▸ **Written task**
Recast the rows below as a numbered list with no blank lines, and leave the pictures out.

— Begin Provided data —

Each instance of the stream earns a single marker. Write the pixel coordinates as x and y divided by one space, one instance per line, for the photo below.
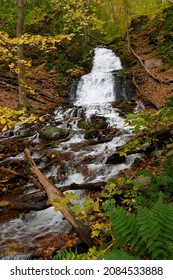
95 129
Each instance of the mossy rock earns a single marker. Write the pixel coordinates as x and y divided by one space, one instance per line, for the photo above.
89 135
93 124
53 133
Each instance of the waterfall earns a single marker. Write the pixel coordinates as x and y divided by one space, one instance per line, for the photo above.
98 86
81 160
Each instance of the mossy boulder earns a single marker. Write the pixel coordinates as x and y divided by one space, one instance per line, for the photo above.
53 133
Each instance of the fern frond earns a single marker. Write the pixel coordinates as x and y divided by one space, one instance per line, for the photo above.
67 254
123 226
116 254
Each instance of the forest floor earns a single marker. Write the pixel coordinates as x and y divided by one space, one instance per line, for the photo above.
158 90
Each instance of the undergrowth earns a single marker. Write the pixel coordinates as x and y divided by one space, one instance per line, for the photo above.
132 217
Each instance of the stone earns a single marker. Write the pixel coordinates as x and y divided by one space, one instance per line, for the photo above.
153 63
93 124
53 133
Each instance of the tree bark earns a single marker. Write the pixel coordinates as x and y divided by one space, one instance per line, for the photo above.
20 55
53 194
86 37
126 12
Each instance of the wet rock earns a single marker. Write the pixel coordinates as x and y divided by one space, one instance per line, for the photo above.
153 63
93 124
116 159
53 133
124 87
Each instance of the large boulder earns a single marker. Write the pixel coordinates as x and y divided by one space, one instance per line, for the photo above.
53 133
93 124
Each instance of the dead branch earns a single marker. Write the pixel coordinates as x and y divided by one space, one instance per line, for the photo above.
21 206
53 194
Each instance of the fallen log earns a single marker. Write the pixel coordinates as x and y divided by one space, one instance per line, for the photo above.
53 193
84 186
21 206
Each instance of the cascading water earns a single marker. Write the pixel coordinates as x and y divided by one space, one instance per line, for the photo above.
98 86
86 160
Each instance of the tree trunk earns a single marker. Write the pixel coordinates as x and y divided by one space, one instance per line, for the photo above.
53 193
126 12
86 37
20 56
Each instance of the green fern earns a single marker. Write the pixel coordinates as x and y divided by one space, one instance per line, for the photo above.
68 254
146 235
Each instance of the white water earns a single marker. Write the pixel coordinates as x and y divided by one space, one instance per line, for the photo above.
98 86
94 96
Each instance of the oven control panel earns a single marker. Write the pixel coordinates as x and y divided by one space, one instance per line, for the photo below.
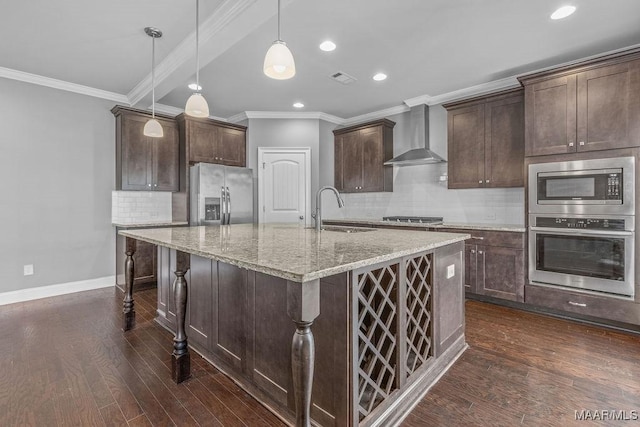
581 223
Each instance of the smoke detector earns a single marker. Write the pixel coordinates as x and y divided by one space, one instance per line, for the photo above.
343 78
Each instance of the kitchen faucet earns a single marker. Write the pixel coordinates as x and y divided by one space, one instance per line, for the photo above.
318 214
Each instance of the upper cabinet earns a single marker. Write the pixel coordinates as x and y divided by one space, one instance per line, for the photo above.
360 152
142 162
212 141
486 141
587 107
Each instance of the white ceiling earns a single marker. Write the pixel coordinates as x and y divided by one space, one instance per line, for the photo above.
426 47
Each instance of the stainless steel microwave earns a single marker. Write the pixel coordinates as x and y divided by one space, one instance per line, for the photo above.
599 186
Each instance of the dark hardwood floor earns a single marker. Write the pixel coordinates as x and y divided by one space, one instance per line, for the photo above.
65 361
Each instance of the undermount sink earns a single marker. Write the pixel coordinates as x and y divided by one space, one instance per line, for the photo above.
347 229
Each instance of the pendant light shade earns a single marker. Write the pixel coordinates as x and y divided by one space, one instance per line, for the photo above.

— End Provided data —

▸ **Written response**
1. Each instance of the stream earns a single marker. Write the pixel coordinates as x and y divided by one space, one instance per line, for the photo below.
2. 95 129
3. Each instance of the mossy rock earns a single marker. Write the pixel coordinates as x and y divided by one space, one instance per line, for the photo above.
4. 89 135
5. 93 124
6. 53 133
7. Each instance of the waterfall earns a single marker. Write the pixel coordinates as x and y divided by one space, one instance per line, for the photo above.
8. 98 86
9. 81 160
10. Each instance of the mossy boulder earns a single marker. Write the pixel coordinates as x and y divided by one space, one instance per line, for the photo above.
11. 53 133
12. Each instance of the fern frond earns a single marker. Write the pixel coordinates as x and y divided by one space, one instance per line, for the photo above.
13. 67 254
14. 123 226
15. 116 254
16. Each instance of the forest floor earns a single marker. Write the pixel coordinates as x and y divided by one space, one instance per line, for the photo above.
17. 158 90
18. Each instance of the undergrowth earns a single marker. Write the pixel coordinates as x and y divided by one space, one instance per line, for the photo above.
19. 132 217
20. Each instance of the stone earns a single marker. Write the pixel coordinates as x and y divided by one space, one instance per line, for the photo above.
21. 153 63
22. 93 124
23. 53 133
24. Each instance of the tree bark earns a single marker. Write the pixel coordinates as x and y divided by one space, one instance per line, for the photo above.
25. 20 55
26. 53 194
27. 86 37
28. 126 12
29. Each instance of the wet rock earns a single marker. Write the pixel coordinates as x and y divided by one space, one instance per line, for the photo above.
30. 153 63
31. 93 124
32. 116 159
33. 53 133
34. 124 87
35. Each instance of the large boulder earns a single marker. Write the pixel coordinates as x and y divided by one space, one instance per line, for the photo above.
36. 53 133
37. 93 124
38. Each instance of the dead branch earns a single marker. Write the pixel coordinates as x and y divided by one space, one instance per line, for the photo above.
39. 21 206
40. 53 194
41. Each instance of the fallen log earns a single marker. Write the pixel coordinates as x and y divided by one space, one instance per line, for the photo above.
42. 53 193
43. 84 186
44. 21 206
45. Each instance of the cascading water earns a single marker. Write the pixel coordinates as x and y divided by one space, one instance per line, for the photo above.
46. 98 86
47. 86 160
48. Each instance of the tree trunk earns a single marker. Write the pixel coordinates as x and y divided by one space, one instance per line, for the photo above.
49. 53 193
50. 126 12
51. 86 37
52. 20 56
53. Each instance of the green fern earns a single marker. Write the pixel coordinates as x and y divided by one space, one instance per line, for the photo above.
54. 68 254
55. 146 235
56. Each instance of the white water earns a single marker. Write the pixel coordinates as x and y divided by one space, one instance per line, for the photo above.
57. 98 86
58. 94 96
59. Each instance of the oven control panel earns a single marker. Write the pixel coordinates as x and y divided by one space, one instance per line, for the photo below.
60. 581 223
61. Each instance of the smoke detector earns a single marker. Write the pixel coordinates as x and y divided by one space, one instance per line, for the photo above.
62. 343 78
63. Each instance of the kitchen faucet earns a single marker. Write the pixel coordinates as x and y divided by one space, one instance per line, for the photo above.
64. 318 214
65. Each instance of the upper cabinet earns a single marker. Write the pixel coordinates as x and y divided by one space, one instance per line, for the photo above.
66. 360 152
67. 142 162
68. 212 141
69. 486 141
70. 587 107
71. Each instance of the white ceiling earns a single marker. Write the pixel coordinates as x and y divided by one space, one instance per line, for the photo above.
72. 426 47
73. Each instance of the stainless steel microwave earns a single marker. Write the pixel coordinates as x and y divided by one space, one instance per line, for the photo above.
74. 599 186
75. Each instance of the dark hardwood floor earns a single marker. Write the pixel coordinates as x and y divided by one space, one instance per line, for the photo above.
76. 65 361
77. Each instance of the undermount sink earns a single marker. Write the pixel coordinates as x and y divided by one space, one instance per line, for the photo above.
78. 347 229
79. Each instance of the pendant light shade earns a single marker. Write the pixel coordinates as x and y divided by one space, one instance per line, for the photo above.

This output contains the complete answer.